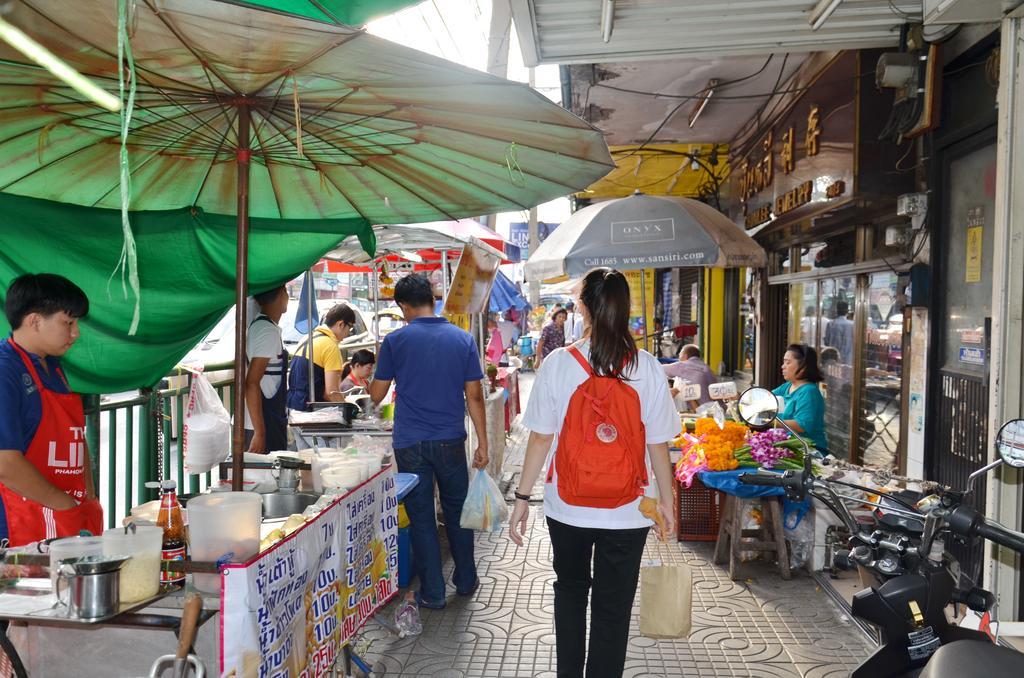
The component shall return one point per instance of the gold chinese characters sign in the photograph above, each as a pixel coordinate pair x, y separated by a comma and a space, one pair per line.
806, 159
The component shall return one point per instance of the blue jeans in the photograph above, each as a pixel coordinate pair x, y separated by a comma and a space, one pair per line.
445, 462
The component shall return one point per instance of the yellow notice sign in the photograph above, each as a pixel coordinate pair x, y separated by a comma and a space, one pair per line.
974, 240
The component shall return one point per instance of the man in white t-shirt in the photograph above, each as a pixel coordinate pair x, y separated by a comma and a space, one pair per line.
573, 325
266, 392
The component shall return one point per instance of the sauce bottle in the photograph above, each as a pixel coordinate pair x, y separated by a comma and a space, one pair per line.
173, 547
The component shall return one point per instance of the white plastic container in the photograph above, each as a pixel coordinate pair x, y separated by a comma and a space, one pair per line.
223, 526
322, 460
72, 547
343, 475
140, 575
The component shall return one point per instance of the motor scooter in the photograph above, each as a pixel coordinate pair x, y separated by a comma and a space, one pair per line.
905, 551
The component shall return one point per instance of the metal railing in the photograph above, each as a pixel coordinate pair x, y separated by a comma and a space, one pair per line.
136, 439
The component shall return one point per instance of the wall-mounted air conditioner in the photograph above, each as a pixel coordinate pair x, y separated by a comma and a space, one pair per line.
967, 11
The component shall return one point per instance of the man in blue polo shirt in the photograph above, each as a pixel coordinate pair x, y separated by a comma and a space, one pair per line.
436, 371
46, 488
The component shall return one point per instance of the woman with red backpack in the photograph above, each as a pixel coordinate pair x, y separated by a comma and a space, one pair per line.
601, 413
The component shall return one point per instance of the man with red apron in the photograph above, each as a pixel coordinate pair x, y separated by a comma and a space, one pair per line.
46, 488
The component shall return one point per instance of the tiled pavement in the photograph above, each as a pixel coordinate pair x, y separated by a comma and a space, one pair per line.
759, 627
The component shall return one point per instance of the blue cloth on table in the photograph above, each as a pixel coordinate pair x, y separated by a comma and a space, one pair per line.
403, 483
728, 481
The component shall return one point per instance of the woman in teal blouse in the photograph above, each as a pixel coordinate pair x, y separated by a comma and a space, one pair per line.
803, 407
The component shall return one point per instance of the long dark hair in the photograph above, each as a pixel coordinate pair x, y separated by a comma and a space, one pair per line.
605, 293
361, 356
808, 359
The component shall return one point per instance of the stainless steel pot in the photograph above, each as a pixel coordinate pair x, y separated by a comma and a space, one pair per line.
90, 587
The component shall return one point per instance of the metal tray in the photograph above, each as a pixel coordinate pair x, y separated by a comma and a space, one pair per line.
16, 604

**********

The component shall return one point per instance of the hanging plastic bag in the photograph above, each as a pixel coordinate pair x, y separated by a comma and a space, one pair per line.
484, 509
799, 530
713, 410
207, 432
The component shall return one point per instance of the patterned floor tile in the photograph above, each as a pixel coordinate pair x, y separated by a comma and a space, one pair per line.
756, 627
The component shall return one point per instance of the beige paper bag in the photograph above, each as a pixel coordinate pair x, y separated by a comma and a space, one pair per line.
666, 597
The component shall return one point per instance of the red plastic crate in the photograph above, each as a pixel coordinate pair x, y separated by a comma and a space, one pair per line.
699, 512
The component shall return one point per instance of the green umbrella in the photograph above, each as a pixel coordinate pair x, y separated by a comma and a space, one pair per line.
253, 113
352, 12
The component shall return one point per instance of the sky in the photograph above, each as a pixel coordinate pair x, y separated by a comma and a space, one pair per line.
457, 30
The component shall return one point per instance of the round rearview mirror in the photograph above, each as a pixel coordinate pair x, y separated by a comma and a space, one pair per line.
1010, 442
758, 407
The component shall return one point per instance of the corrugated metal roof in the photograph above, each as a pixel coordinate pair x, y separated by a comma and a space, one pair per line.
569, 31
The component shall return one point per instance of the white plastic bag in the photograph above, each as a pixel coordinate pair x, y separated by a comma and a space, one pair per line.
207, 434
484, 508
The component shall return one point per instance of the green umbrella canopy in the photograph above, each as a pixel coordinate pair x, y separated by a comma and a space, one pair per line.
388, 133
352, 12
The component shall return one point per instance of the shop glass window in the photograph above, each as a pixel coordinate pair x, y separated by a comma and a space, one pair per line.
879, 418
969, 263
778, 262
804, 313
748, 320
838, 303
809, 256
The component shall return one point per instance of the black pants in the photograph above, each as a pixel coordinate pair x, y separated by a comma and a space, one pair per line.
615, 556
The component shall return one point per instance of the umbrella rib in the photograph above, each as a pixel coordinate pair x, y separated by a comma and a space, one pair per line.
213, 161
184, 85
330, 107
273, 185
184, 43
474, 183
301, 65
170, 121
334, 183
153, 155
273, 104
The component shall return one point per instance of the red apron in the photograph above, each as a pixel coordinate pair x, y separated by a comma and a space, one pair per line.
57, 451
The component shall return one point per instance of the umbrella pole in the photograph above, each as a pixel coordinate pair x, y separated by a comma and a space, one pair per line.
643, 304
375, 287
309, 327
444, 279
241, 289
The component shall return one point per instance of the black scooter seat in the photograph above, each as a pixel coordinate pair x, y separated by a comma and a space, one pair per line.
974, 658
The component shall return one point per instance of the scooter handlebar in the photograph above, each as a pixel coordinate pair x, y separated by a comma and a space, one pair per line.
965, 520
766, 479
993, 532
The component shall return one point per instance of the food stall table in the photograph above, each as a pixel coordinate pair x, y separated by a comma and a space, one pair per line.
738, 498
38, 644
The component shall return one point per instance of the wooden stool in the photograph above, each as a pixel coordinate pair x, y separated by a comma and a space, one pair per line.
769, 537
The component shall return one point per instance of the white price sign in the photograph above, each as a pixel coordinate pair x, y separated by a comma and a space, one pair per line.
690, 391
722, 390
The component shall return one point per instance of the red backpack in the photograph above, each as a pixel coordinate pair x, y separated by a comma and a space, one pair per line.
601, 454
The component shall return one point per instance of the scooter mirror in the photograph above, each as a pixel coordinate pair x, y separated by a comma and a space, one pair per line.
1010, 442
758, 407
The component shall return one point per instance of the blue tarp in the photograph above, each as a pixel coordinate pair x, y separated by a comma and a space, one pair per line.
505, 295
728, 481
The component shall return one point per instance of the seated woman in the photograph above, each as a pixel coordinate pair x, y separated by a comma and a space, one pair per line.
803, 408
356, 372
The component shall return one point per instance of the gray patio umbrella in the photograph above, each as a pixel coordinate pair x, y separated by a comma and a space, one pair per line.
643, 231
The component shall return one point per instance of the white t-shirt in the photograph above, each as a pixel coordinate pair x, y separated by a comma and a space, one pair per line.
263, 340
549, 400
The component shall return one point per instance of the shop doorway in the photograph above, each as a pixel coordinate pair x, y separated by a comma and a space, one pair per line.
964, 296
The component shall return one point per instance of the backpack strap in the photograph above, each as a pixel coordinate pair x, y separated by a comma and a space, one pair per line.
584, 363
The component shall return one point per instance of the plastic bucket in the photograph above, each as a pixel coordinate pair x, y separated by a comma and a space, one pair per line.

**********

> What is needed:
Copy the entries starting with the line containing "of the backpack" and ending with the line containing "The component shall return one point per instance of the plastic", swapping "backpack strap" for "shoulder strap" and leaving everything else as it is.

> Complete output:
The component shall return one point per instance of the shoulder strap in the photograph above, each as a pixel coordinate pair x, y separated by a comma and a space, one pair per line.
584, 363
The component shall return one point per instance of the plastic bucket in the photograph above, each as a pixel coordinate pair x, y separated by a comma and a space, one pair per line.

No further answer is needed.